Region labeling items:
+ + + +

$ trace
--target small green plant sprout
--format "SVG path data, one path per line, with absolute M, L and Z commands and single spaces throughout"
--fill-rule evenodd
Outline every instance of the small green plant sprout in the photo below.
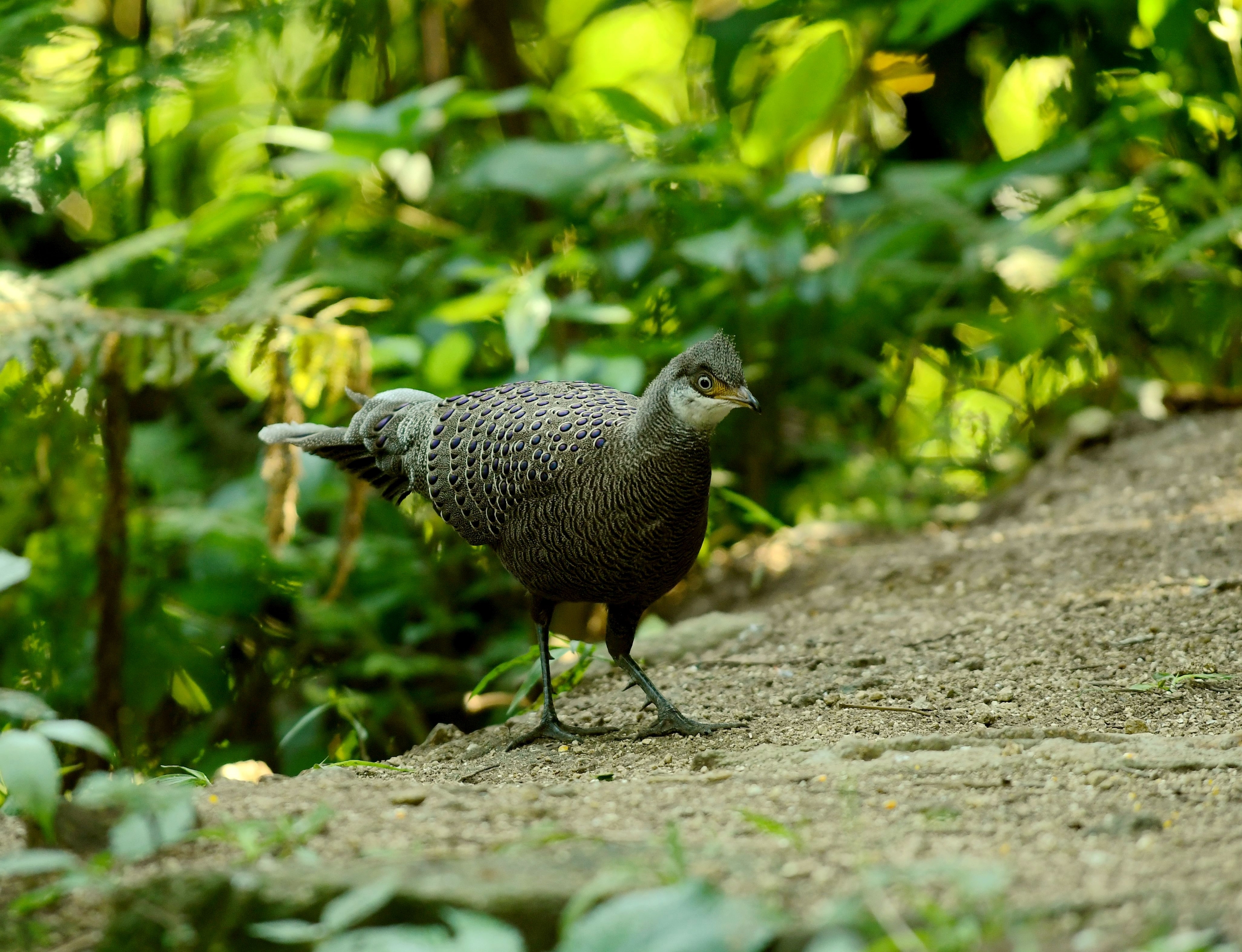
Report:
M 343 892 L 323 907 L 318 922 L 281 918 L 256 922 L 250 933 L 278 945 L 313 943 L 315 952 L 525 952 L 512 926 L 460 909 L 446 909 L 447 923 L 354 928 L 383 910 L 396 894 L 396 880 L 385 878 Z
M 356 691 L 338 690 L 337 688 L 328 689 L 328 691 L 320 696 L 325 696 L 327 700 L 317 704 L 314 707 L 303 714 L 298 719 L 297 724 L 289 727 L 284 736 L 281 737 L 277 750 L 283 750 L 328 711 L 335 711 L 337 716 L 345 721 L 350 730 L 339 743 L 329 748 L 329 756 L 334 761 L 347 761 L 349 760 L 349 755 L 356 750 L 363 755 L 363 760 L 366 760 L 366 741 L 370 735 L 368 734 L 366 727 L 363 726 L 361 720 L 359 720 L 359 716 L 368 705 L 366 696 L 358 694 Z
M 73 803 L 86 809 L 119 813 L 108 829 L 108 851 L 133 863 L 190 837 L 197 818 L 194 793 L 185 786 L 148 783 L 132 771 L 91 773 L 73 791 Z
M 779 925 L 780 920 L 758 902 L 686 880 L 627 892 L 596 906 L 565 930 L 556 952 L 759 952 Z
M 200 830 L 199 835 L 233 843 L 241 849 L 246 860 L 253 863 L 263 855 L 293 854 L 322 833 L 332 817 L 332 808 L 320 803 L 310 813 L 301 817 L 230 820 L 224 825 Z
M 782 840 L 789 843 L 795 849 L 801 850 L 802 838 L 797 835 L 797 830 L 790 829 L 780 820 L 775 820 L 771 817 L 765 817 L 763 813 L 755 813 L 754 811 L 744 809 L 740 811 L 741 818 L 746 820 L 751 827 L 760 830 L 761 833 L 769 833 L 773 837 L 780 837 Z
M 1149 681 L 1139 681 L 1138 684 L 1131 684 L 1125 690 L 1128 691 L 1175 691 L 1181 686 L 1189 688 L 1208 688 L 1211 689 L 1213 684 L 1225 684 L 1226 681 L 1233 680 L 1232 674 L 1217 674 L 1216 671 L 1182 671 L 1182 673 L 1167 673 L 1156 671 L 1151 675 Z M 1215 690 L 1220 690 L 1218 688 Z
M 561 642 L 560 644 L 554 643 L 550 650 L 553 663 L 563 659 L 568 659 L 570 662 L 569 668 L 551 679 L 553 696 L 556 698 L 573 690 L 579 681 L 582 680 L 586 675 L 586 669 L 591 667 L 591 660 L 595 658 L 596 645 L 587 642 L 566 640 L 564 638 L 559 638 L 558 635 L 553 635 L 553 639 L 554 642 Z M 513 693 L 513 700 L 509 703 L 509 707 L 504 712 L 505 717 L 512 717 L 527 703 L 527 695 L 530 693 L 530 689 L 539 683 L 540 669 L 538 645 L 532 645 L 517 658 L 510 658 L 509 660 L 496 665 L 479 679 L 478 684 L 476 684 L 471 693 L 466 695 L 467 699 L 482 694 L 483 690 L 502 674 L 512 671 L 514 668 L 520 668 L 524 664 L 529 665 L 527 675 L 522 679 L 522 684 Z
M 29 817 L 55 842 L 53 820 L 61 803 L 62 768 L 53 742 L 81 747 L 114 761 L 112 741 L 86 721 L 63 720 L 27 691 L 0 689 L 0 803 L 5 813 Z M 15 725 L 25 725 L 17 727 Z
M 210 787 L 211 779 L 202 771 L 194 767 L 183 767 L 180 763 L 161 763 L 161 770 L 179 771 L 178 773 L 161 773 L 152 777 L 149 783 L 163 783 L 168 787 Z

+ + + +

INSTRUCTIONS TO FOLLOW: Which lines in the records contain the string "sprout", matching case? Copy each of those lines in full.

ANSWER FOR THIS EXERCISE:
--target small green plant sprout
Outline every instance of the small green plant sprout in the photo below.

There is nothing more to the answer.